I saw a number of docs. My bone doc put me on allipurinol to help with the gout. Then saw my lipidologist who took me off niacin till the gout clears up and then I go back on slowly but only up to half what I used to take. And my interventional cardiologist wants me in for a stress test in May. oh what fun.
So I saw a post the other day that was given by John Dehlin, a Mormon supporter who has basically screwed a bunch of the ex-mormon community.
John Dehlin has posted the following:
"To those who want to tear down religion....I say this.
My sense is that most humans want/need: 1) deep/rich social interaction and community, 2) a compelling sense of meaning/purpose, including a way to deal/cope with existential concerns and death, 3) some sort of moral "code" to live by, 4) some sort of spiritual nourishment, and 5) something (or someone) to inspire/uplift them, etc.
Consequently, I believe that the most ethical and productive efforts that we will see in the coming years will not come from those that seek to criticize, mock, or tear down religions, but instead will come from those that seek to build up (create) something that is inherently more valuable/compelling.
In short, you must strive to create/build/maintain something superior. Plain and simple.
If you can pull it off, God bless you. I (and likely God) will be your biggest fan(s). Until then, I feel like you are simply dogs barking at trains."
────────
• **Exercises**
[a] From the blog post, list each thing John Dehlin says most humans want or need.
[b] Please carry on the blog post about John Dehlin's remarks, starting right after its last sentence.

• **Entries shown**
────────
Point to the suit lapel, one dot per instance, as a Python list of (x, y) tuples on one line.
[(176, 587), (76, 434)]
────────
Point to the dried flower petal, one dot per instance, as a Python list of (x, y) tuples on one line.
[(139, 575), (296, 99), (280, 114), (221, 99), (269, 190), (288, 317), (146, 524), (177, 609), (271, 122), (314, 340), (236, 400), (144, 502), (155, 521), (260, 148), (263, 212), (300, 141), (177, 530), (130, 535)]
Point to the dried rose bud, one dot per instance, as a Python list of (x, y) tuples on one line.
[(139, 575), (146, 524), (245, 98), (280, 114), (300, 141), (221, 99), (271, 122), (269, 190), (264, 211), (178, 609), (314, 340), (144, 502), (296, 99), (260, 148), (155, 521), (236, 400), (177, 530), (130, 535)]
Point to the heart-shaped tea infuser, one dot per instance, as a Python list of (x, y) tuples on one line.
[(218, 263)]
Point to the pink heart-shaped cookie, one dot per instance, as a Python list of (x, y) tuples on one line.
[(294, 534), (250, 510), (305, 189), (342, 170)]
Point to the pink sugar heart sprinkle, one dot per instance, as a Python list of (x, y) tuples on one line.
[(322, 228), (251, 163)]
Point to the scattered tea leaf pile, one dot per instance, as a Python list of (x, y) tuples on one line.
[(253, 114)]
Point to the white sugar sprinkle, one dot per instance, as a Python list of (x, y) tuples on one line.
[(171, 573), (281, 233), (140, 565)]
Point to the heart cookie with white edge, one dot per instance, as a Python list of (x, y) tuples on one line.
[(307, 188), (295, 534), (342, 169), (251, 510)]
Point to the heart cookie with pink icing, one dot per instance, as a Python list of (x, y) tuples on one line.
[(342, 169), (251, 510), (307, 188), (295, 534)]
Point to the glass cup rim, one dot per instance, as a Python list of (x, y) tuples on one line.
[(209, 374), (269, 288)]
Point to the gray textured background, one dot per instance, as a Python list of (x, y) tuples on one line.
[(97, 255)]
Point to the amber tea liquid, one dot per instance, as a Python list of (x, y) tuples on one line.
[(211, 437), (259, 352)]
────────
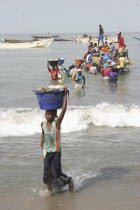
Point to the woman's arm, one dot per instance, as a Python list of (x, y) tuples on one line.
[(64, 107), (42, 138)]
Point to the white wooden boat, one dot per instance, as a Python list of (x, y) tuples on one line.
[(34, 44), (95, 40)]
────────
• **Answers to the problems**
[a]
1. Deep/rich social interaction and community
2. A compelling sense of meaning/purpose, including a way to deal/cope with existential concerns and death
3. Some sort of moral "code" to live by
4. Some sort of spiritual nourishment
5. Something (or someone) to inspire/uplift them

[b]
So here is my response:
I found JD disingenuous. 1) Deep and rich social action need not come through a church. I have done the same with social groups such as Scottish Societies or with my fencing students. One just need look. 2) My atheist friends cope just fine with death without the need for existential baggage. I am an agnostic. I believe when you die the light goes out and that is it. It makes me savour life the more. 3) Moral code does not just come from religion it comes from human nature. I prefer being ethical over moral. Religious morality allows for genocide, slavery, ill treatment of women, etc. 4) There are lots of forms of spiritual nourishment. How about reading good books? Or perhaps communing with nature. Religion does not have the monopoly on touching the "soul" of man. 5) You know what uplifts me? People like those that ran into the face of danger in Boston to help others. The man in the cowboy hat who had lost so much being there and helping the ones who were so devastatingly injured. People who go into communities and help to build up and fix up those communities. A single parent who raises a good child. A man who despite dying from cancer fights on for his family (personal experience with a friend who just died). That is what inspires me. Not a multi-million or billion dollar organization who's mission is simply to make money and not turn it over to the poor.
Now if I call out that or those organizations, and point out how they are not living up to the simplest commandment of their saviour, that is, to sell all and give it to the poor and follow him while loving neighbour as self, then so be it, I am a dog barking at a train. a train that is leading their passengers away from their saviour's mission. Read the New Testament in Greek. It is very very clear. In my estimation, pointing out difficiencies and issues is not a dog barking. It is necessary to effect change.